#### Gegeven tekst:
##########

Kuria Muria-eilanden

Uit Wikipedia, de vrije encyclopedie
(Doorverwezen vanaf Juzur Khurīyā Murīyā)
Kuria Muria-eilanden
Eiland van Vlag van Oman Oman
Kuria Muria-eilanden (Oman)
Kuria Muria-eilanden
Locatie
Land Vlag van Oman Oman
Coördinaten 17° 30′ NB, 56° 0′ OL
Algemeen
Oppervlakte 76,2 km²
Foto's
Kaart van de Kuria Muria-eilanden
Kaart van de Kuria Muria-eilanden
Portaal  Portaalicoon   Azië

De Kuria Muria-eilanden (Arabisch: جزر خوريا موريا; DIN 31635 (Duits): Ǧuzur Ḫūriyā Mūriyā; Engelse romanisering: Juzur Khurīyā Murīyā of Khūryān Mūryān), ook getranslitereerd als Khuriya Muriya-eilanden of Churiya Muriya-eilanden, zijn een groep van vijf eilanden in de Arabische Zee. De archipel ligt in de gelijknamige Kuria Muriabaai op ongeveer 40 kilometer uit de zuidoostkust van Oman en strekt zich in west-oostelijke richting uit over ongeveer 73 kilometer. De eilanden hebben een totale oppervlakte van ongeveer 76,2 km² en vormen onderdeel van Oman, waarbinnen ze onderdeel vormen van de wilaya Sjalim en Hallaniyateilanden van het gouvernement Dhofar.

##########

#### Vragen en opdrachten:
• 1. Hoe ver liggen de eilanden volgens de tekst over de Kuria Muria-eilanden van de kust van Oman?
• 2. Schrijf de tekst over de Kuria Muria-eilanden verder na de laatste zin.

##########

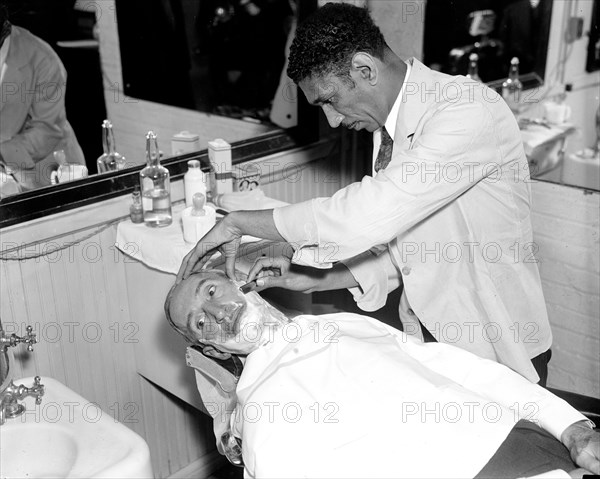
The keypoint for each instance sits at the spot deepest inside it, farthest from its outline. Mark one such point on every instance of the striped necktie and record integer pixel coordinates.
(385, 150)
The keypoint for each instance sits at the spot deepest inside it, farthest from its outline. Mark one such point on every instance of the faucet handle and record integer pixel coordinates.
(29, 339)
(38, 389)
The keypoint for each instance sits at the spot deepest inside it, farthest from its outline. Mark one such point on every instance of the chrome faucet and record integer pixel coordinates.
(12, 340)
(9, 407)
(10, 393)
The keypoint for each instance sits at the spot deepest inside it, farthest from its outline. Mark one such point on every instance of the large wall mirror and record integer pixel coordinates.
(495, 30)
(224, 57)
(166, 58)
(175, 53)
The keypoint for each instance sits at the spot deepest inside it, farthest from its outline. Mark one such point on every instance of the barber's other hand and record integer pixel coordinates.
(224, 237)
(584, 445)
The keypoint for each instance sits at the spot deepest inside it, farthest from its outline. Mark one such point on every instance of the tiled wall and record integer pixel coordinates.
(566, 230)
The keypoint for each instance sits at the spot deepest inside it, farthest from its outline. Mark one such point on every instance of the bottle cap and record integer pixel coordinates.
(198, 200)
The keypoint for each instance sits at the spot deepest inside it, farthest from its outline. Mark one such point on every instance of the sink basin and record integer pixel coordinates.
(69, 437)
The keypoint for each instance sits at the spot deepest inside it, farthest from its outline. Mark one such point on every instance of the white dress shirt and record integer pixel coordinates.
(343, 395)
(449, 218)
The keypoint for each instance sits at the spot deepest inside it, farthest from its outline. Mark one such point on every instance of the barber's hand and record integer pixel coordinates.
(279, 272)
(584, 445)
(223, 237)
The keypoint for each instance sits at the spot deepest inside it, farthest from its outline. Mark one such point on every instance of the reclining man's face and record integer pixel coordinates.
(209, 308)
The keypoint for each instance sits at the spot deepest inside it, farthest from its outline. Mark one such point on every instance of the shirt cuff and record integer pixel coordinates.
(558, 416)
(296, 223)
(372, 278)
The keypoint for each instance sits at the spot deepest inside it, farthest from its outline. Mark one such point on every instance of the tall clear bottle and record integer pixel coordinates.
(473, 71)
(512, 86)
(110, 160)
(155, 185)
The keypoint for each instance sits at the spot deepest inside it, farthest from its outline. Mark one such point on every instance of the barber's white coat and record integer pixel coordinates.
(346, 396)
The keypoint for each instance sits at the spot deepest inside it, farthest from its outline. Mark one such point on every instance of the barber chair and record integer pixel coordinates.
(217, 381)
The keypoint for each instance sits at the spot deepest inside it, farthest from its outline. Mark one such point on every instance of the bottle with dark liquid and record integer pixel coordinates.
(512, 86)
(473, 71)
(155, 186)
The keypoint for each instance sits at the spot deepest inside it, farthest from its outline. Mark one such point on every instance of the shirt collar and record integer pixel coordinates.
(390, 123)
(3, 56)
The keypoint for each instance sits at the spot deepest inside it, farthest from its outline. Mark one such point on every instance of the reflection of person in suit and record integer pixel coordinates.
(454, 30)
(245, 42)
(34, 123)
(519, 31)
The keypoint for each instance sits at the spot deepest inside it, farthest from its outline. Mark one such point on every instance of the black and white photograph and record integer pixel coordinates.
(324, 239)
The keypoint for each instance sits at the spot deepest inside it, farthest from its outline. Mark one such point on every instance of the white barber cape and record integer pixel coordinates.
(343, 395)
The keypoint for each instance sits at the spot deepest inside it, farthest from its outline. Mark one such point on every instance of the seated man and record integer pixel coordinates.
(342, 395)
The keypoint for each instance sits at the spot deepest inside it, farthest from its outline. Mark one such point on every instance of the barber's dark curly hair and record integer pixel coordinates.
(326, 41)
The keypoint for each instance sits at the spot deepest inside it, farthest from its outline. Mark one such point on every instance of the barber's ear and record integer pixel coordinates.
(213, 352)
(364, 67)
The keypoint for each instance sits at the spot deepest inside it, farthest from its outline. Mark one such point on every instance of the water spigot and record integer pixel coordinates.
(12, 340)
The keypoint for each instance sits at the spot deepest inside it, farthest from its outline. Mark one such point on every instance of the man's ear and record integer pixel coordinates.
(364, 68)
(213, 352)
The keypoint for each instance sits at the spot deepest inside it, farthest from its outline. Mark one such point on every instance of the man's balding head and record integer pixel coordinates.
(208, 308)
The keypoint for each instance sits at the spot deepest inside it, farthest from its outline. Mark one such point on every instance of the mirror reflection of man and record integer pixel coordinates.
(343, 395)
(33, 122)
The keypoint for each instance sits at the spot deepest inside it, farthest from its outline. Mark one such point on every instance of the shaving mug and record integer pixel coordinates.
(68, 172)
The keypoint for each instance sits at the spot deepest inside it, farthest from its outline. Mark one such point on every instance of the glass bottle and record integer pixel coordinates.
(194, 181)
(473, 71)
(512, 86)
(136, 214)
(155, 184)
(110, 160)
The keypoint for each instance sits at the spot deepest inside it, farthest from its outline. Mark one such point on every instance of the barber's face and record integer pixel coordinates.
(343, 104)
(215, 312)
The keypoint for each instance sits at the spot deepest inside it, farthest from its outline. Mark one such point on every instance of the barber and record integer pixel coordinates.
(446, 213)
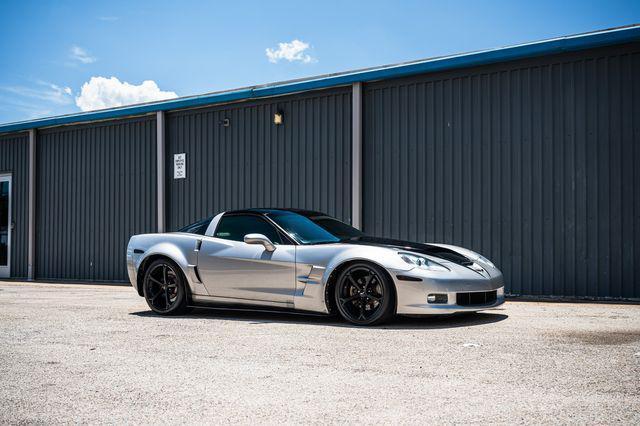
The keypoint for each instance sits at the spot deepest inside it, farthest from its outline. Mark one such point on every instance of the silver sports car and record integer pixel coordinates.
(307, 261)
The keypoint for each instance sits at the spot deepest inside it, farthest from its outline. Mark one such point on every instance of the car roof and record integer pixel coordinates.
(276, 210)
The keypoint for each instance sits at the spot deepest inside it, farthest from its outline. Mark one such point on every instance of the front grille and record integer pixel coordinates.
(476, 298)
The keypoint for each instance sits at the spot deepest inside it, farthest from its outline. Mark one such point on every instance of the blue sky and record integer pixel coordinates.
(49, 51)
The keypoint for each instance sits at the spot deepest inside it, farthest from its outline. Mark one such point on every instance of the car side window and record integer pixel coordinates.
(235, 227)
(197, 228)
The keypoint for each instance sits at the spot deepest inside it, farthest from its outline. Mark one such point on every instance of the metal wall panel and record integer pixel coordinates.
(14, 159)
(96, 186)
(532, 163)
(303, 163)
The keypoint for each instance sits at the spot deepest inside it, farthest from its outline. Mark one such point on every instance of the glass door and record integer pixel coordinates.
(5, 226)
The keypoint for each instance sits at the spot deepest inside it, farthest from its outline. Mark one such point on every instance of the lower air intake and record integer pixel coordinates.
(476, 298)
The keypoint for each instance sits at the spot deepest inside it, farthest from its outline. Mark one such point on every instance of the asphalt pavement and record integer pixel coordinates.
(74, 353)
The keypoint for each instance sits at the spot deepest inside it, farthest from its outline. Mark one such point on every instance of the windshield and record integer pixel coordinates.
(314, 229)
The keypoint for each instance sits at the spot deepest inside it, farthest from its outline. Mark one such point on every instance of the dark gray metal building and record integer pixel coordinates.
(527, 154)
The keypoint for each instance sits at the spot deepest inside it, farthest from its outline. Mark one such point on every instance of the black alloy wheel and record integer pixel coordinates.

##########

#### Gegeven antwoorden:
• 1. Op ongeveer 40 kilometer uit de zuidoostkust van Oman.

• 2.
Geografie[bewerken | brontekst bewerken]

Van west naar oost heten de eilanden al-Hasikiyah, al-Sawda, al-Hallaniyah, Qarzawit en al-Qibliyah.[1]

De eilanden vormen de toppen van een oceanische bergrug en bestaan overwegend uit graniet en muschelkalk. De eilanden steken uit tot ongeveer 500 meter boven de zee, maar kennen ook laaglandgebieden. De lichte rotseilanden zijn slechts spaarzaam bedekt met enkele struiken. De eilanden al-Qibliyah en al-Hasikiyah zijn licht met guano bedekt, die echter niet rendabel is voor exploitatie. De eilanden worden door hun afgelegenheid en ontoegankelijkheid en met name vanwege de chareef (de Zuid-Omaanse moesson) slechts zelden door toeristen bezocht.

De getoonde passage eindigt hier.